- **Problem**: Render the lines below as a Markdown table with two columns, Row and Line. Number the rows in order and omit any blank lines.

- **Input material**:

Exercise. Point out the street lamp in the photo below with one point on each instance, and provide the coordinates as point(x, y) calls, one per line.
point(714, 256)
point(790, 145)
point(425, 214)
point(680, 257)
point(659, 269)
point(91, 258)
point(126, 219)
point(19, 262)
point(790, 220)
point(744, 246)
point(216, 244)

- **Answer to this task**:
| Row | Line |
|---|---|
| 1 | Exercise. Point out the street lamp in the photo below with one point on each instance, and provide the coordinates as point(x, y) calls, one per line. |
| 2 | point(714, 256) |
| 3 | point(790, 145) |
| 4 | point(425, 214) |
| 5 | point(680, 257) |
| 6 | point(659, 269) |
| 7 | point(91, 258) |
| 8 | point(126, 219) |
| 9 | point(19, 262) |
| 10 | point(790, 220) |
| 11 | point(744, 246) |
| 12 | point(216, 244) |